→ **AIM OF THE TASK**: Please return every line of the material below that contains the word "gravel", copying each such line in full.

* BEGIN SUPPLIED INFORMATION *

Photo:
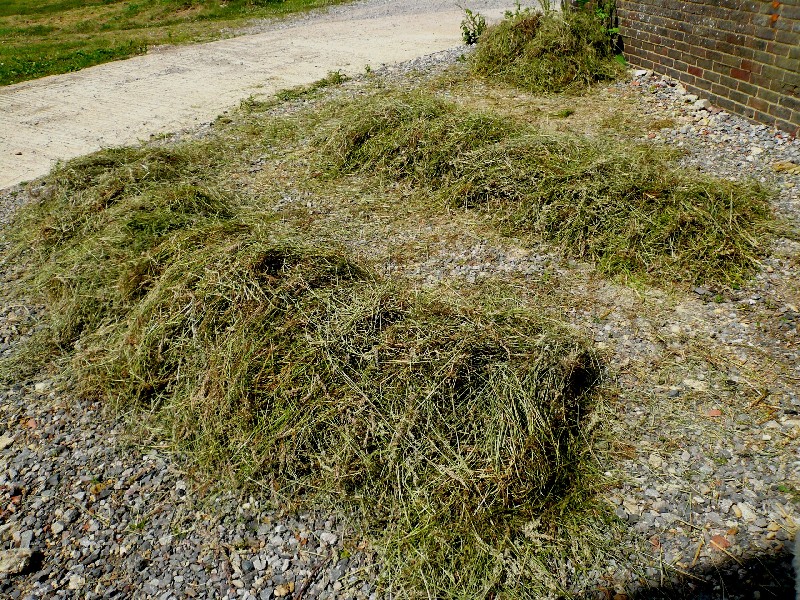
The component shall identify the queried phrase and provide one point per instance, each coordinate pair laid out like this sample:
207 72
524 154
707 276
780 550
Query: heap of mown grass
627 207
457 426
549 52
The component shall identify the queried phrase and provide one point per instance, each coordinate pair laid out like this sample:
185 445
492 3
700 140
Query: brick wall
743 55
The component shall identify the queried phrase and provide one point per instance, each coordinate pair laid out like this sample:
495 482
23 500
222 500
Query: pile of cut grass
549 52
458 427
627 207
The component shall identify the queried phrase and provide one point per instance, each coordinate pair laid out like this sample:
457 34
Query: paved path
64 116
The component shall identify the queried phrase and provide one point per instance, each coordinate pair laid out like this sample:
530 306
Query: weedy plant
456 426
627 207
472 27
551 51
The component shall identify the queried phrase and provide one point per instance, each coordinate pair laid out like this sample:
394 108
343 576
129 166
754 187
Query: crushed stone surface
174 87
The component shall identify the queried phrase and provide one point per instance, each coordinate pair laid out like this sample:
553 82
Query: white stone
747 512
15 560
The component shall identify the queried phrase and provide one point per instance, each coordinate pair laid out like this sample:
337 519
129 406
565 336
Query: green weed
457 426
627 207
548 52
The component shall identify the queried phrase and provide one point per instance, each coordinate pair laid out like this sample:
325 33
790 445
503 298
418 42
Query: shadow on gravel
769 577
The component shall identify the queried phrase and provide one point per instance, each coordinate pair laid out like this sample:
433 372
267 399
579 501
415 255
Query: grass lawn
46 37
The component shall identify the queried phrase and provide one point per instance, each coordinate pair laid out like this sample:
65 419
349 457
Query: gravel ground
707 479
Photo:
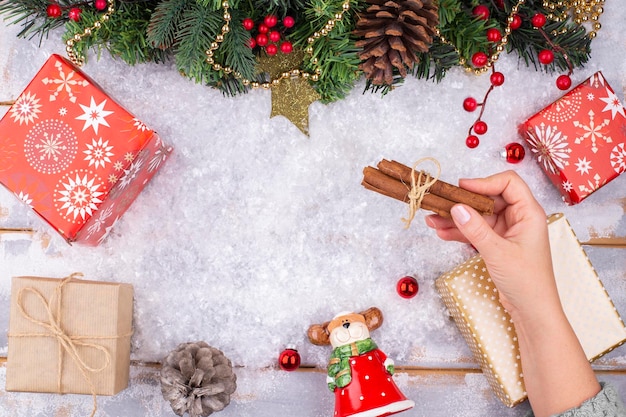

* END SUPPLIED INFORMATION *

→ **WRITTEN SOLUTION**:
Query: shadow on gravel
Query: gravel ground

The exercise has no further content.